Exercise:
Put the lines of the listing between the line holding "instance: [(348, 239)]" and the line holding "[(410, 10)]", inclusive, into a numbered list, leaving out any blank lines.

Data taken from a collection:
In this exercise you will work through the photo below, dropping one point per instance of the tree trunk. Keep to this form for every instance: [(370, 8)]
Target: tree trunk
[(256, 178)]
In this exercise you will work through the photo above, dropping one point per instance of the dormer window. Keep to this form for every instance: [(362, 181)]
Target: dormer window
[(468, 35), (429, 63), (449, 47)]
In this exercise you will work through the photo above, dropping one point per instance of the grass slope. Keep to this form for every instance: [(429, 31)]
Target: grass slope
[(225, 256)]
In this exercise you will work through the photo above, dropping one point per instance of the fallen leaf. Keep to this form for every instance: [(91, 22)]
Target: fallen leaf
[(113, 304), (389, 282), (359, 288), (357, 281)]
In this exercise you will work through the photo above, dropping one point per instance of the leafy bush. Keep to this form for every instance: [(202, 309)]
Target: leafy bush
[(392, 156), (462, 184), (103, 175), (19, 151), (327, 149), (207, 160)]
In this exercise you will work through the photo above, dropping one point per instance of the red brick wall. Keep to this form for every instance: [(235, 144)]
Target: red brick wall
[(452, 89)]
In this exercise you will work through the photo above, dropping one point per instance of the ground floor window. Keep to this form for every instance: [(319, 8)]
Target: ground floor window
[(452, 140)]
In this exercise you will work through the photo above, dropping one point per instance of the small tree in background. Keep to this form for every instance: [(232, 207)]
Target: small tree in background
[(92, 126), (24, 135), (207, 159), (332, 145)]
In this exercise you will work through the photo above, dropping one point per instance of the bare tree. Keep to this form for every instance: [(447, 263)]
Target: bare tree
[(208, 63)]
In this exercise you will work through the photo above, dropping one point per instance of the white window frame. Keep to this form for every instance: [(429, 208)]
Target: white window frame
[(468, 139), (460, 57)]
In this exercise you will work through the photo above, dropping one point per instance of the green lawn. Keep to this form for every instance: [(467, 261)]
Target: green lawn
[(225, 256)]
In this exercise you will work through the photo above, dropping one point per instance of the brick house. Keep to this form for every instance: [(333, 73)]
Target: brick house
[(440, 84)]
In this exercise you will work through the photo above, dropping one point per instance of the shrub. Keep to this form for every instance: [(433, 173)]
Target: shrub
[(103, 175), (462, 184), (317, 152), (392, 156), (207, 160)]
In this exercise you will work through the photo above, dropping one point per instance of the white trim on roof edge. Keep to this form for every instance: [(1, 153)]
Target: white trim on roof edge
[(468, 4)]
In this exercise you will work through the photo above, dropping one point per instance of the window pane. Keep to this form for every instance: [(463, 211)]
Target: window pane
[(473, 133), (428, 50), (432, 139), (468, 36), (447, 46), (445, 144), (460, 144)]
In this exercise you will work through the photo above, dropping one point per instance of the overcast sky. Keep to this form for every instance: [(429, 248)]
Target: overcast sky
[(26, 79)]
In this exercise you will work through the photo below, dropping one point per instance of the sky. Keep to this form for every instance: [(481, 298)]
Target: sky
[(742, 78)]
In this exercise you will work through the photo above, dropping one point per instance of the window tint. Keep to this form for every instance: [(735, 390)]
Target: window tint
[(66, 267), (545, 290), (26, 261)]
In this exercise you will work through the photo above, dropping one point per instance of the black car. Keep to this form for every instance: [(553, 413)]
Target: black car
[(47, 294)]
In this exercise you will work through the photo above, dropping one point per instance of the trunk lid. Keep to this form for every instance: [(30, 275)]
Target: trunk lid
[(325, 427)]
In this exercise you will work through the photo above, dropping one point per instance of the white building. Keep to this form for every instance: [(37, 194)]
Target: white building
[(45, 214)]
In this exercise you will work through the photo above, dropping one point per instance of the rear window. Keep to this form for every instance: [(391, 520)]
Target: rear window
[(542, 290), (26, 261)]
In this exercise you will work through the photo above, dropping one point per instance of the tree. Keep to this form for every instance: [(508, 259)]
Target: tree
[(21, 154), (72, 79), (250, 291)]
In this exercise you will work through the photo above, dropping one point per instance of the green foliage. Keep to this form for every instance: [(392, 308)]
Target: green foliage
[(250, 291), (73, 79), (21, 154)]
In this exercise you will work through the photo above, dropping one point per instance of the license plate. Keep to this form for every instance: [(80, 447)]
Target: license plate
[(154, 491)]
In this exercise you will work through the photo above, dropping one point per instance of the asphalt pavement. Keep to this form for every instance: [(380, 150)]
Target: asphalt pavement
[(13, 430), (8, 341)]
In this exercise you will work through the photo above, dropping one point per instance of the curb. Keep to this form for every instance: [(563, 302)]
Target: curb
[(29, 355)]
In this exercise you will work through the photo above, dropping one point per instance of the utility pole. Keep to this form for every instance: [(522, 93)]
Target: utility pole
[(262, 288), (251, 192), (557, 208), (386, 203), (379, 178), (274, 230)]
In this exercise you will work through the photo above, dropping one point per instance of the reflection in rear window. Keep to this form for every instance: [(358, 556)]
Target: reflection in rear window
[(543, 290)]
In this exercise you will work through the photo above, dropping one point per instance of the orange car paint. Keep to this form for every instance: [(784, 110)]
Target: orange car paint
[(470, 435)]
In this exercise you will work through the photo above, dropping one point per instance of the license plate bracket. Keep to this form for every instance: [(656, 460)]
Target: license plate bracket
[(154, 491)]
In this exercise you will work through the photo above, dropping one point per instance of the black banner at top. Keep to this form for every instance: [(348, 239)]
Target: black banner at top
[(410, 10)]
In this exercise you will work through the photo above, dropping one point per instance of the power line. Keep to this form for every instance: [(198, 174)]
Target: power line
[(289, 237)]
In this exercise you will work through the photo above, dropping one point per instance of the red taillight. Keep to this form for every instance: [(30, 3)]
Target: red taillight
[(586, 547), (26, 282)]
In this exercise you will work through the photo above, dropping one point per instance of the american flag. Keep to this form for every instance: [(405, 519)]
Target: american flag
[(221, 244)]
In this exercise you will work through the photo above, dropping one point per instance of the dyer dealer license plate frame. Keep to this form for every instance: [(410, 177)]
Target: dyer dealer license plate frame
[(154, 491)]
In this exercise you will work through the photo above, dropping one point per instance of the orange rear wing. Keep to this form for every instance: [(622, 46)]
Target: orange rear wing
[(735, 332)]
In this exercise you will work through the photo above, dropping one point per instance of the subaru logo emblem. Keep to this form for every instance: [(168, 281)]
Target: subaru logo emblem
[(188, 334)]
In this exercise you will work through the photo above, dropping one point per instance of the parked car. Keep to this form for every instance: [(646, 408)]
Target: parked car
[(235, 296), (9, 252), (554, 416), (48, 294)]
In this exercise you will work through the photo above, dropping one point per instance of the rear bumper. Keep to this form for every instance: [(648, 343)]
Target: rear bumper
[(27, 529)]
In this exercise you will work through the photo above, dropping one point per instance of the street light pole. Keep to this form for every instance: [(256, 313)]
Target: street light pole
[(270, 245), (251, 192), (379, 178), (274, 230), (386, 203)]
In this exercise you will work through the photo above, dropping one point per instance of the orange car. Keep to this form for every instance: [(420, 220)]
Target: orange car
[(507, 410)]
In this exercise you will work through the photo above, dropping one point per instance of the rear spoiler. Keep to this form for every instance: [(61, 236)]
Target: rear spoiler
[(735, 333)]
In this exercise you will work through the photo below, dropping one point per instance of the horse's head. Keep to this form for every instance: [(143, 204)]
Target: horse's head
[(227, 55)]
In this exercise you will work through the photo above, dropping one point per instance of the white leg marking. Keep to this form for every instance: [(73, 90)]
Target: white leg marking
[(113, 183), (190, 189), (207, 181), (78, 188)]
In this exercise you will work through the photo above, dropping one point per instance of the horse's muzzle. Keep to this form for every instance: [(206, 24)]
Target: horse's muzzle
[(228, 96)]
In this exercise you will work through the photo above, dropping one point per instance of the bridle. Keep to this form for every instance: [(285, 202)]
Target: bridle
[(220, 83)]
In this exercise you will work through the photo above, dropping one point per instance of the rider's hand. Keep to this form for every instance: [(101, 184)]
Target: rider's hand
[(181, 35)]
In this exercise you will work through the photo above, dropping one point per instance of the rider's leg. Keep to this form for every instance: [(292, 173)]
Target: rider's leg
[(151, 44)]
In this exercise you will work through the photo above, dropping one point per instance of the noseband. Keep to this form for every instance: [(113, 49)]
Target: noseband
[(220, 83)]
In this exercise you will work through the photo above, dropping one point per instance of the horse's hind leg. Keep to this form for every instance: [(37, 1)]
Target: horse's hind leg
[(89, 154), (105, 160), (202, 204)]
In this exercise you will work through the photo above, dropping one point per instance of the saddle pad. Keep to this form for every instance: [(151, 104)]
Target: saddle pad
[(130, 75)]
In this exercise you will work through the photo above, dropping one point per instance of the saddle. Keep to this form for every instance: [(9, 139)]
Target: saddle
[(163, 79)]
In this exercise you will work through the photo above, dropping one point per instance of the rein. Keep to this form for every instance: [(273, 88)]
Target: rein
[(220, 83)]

Task answer:
1. In this exercise you will work through the photo above, dropping one point per instance of the black banner at top. Keep to this form for every instance: [(348, 239)]
2. Target: black banner at top
3. [(410, 10)]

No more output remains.